--- START ---

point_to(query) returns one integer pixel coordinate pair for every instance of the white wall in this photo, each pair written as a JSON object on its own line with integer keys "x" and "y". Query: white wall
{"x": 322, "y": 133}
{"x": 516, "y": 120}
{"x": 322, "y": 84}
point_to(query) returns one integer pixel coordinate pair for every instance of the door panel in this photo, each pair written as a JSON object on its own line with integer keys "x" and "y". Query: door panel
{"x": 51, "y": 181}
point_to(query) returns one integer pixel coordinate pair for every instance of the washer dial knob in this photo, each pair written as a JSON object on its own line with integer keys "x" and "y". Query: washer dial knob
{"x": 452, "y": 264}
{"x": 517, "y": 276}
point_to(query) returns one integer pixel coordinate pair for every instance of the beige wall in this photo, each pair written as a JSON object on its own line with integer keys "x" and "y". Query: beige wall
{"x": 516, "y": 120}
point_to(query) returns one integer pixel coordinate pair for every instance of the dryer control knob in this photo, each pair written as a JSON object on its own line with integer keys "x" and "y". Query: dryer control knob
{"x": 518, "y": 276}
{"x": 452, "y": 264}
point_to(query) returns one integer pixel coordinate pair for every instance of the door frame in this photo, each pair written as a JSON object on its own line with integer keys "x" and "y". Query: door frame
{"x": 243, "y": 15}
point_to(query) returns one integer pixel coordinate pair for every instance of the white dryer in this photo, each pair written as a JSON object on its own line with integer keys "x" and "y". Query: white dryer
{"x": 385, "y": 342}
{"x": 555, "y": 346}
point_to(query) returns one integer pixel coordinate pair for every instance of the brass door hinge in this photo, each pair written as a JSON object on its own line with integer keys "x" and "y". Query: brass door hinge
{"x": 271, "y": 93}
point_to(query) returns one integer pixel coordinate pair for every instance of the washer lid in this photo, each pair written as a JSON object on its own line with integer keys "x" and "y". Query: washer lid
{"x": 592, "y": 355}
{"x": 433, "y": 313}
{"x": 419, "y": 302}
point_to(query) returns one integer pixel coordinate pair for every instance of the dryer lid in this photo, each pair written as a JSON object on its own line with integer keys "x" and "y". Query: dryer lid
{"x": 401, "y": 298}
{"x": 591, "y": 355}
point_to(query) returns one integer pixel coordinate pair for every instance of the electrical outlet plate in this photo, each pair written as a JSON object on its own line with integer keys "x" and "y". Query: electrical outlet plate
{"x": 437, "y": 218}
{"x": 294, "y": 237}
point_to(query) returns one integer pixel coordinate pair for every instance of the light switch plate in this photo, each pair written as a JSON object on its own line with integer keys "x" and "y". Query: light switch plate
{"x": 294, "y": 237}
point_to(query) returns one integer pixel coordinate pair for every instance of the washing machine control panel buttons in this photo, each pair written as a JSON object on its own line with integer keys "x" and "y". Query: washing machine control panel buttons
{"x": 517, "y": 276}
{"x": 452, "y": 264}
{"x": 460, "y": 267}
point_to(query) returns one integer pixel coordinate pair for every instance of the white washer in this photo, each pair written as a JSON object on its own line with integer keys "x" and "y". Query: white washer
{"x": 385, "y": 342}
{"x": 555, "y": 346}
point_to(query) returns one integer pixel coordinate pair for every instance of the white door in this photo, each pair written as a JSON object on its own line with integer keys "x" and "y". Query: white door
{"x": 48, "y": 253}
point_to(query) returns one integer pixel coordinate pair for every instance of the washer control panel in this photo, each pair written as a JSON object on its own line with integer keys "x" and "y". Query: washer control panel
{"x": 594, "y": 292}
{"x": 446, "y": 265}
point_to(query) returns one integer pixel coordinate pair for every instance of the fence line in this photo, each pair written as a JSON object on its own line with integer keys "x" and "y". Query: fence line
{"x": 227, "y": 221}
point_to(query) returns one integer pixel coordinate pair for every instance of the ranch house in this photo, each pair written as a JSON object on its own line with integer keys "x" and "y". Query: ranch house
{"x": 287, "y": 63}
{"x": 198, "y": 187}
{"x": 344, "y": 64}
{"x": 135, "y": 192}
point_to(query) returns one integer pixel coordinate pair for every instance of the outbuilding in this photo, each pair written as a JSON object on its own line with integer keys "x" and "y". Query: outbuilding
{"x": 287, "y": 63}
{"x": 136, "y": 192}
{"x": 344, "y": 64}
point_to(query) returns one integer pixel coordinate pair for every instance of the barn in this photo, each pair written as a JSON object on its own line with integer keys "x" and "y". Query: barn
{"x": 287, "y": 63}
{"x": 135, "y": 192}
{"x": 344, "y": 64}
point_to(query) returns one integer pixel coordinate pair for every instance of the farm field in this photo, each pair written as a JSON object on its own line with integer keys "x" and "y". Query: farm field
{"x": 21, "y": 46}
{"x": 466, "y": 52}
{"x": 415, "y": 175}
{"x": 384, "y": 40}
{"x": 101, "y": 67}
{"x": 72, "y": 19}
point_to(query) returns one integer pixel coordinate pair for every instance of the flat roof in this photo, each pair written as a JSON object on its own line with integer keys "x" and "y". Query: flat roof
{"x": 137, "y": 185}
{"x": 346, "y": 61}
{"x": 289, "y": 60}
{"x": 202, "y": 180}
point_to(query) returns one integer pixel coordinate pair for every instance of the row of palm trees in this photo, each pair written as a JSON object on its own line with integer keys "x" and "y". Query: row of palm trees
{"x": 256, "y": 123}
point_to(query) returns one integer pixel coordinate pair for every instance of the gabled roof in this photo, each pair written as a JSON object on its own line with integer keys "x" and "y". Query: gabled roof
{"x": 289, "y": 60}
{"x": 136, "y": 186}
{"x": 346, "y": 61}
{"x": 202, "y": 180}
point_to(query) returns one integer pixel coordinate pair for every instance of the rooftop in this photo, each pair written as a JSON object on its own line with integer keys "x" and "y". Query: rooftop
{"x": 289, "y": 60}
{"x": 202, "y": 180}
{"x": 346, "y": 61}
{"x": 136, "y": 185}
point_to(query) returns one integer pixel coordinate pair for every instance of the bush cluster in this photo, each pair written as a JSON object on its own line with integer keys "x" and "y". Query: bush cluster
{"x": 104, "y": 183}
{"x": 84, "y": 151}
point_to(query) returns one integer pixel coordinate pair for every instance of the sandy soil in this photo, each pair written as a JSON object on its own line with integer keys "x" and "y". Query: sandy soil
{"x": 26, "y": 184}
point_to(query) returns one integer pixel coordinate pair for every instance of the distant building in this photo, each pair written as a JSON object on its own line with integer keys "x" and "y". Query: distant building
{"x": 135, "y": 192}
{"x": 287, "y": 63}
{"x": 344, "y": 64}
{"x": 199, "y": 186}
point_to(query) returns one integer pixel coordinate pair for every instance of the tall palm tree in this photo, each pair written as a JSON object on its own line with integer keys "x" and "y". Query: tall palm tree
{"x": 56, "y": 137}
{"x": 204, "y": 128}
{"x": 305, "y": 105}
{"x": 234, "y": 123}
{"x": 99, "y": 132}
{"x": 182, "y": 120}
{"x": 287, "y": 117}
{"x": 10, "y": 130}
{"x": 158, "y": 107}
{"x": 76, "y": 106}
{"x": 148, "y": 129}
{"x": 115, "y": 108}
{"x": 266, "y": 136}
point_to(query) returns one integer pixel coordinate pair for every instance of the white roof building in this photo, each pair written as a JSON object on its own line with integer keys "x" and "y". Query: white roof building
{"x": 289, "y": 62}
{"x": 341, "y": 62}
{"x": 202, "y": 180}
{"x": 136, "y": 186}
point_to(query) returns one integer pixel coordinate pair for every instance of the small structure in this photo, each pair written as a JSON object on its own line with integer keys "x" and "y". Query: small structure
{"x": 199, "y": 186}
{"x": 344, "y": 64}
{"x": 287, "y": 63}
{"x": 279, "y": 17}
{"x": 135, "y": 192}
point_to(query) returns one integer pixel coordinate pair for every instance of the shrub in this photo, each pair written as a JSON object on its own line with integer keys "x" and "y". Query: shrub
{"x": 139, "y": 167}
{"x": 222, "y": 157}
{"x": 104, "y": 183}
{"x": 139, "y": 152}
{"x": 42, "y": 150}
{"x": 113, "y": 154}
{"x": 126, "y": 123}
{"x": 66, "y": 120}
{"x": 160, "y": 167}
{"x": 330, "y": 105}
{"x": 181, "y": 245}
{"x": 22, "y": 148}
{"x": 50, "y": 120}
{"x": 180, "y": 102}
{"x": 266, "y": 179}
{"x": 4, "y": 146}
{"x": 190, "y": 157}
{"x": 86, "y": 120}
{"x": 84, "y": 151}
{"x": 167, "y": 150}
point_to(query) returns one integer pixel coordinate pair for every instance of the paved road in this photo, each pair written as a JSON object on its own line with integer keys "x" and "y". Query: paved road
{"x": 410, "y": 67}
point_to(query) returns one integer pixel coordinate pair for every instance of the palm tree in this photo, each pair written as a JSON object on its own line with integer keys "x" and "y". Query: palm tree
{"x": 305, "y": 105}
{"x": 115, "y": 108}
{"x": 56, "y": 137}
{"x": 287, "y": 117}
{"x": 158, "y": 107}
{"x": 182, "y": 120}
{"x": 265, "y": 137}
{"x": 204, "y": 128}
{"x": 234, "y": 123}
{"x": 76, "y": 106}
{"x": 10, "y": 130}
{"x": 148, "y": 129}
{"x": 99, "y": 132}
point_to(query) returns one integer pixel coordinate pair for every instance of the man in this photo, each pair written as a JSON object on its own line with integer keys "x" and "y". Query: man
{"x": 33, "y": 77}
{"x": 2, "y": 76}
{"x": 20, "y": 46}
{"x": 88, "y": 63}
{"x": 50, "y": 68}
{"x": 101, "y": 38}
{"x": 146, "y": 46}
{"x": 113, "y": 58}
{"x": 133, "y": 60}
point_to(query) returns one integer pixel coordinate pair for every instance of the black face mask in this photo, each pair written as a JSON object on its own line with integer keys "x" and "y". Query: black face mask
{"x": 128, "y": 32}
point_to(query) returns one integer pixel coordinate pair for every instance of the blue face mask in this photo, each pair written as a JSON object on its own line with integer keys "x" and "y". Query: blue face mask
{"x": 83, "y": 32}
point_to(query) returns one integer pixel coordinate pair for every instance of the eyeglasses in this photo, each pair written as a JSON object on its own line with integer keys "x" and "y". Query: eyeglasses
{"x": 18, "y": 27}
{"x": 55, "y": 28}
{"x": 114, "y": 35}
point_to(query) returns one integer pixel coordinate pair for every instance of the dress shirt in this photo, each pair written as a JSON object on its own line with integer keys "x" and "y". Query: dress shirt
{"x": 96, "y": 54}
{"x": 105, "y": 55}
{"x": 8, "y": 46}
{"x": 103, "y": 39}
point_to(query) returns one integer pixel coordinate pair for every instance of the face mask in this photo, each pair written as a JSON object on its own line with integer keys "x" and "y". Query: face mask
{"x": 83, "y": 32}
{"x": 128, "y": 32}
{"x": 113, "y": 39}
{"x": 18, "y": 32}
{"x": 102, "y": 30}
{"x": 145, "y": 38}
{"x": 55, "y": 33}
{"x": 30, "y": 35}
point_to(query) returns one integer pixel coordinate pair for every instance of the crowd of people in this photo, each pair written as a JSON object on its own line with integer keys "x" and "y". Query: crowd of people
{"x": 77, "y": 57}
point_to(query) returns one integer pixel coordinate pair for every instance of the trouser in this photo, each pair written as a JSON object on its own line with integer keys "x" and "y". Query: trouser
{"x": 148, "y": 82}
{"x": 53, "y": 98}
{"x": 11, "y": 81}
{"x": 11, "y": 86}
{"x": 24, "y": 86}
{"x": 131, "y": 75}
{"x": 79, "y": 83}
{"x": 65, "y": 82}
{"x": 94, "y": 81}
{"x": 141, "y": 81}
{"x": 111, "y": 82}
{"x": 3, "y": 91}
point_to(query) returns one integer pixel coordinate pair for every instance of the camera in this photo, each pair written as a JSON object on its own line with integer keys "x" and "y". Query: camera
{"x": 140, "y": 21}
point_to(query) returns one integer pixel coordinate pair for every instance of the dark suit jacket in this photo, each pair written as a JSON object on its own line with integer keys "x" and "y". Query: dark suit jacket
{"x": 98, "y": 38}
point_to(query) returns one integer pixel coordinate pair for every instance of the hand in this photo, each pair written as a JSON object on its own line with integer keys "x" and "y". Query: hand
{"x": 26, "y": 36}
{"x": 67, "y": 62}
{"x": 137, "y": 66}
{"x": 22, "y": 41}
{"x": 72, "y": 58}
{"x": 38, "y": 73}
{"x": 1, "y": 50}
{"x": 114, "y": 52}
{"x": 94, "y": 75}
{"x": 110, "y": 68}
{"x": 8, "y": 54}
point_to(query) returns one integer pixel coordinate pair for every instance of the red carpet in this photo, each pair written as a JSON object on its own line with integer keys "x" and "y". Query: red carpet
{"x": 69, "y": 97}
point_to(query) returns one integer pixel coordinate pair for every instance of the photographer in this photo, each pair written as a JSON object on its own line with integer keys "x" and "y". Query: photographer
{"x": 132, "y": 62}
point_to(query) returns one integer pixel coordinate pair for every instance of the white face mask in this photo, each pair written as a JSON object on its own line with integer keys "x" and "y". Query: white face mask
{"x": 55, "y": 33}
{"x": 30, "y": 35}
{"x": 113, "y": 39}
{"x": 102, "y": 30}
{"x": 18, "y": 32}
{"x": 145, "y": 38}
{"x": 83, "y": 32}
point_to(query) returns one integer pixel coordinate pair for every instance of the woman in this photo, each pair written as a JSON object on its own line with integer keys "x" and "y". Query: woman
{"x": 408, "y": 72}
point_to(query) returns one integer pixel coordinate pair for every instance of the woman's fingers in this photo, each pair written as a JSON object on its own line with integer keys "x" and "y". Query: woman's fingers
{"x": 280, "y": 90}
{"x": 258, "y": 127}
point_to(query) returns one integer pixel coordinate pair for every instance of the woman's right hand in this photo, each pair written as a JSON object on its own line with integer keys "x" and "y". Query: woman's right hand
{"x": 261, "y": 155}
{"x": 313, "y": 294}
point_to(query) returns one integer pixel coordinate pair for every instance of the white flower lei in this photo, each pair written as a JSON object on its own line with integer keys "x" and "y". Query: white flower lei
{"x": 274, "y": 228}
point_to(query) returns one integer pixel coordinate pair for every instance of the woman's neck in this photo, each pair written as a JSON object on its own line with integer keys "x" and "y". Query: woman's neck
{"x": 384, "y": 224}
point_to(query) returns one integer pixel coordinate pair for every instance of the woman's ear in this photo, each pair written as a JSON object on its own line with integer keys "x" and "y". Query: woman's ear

--- END ---

**YOUR INSTRUCTIONS:**
Start copying at the line that contains "the woman in" and stop after the last line of the records, keeping every line exactly.

**TASK RESPONSE:**
point_to(query) returns one integer pixel coordinate pair for every instance of the woman in this photo, each pair written as a JSON object on its own line with integer keys "x" and "y". Query: woman
{"x": 408, "y": 72}
point_to(query) returns one integer pixel coordinate pair for every instance of the woman's fingers in this photo, each pair written as a JSON object on its own line with integer keys "x" and "y". Query: woman's fingers
{"x": 280, "y": 90}
{"x": 258, "y": 127}
point_to(query) returns one integer pixel coordinate pair for every instance of the woman's right hand in this photo, each pair written as a JSON object on its own line with integer keys "x" and "y". Query: woman's right hand
{"x": 261, "y": 155}
{"x": 313, "y": 294}
point_to(query) returns one integer pixel coordinate pair for every instance of the white flower lei in this photo, each pair written as a JSON object on its own line with integer keys "x" and "y". Query: white flower lei
{"x": 274, "y": 228}
point_to(query) returns one integer pixel coordinate pair for every instance of the woman's neck in this photo, each pair written as a JSON object on its own line with integer keys "x" and "y". Query: woman's neck
{"x": 384, "y": 224}
point_to(query) returns one integer pixel coordinate pair for every instance of the woman's ear in this photo, each pair written as a JSON object on its own line with integer keys "x" and "y". Query: woman's ear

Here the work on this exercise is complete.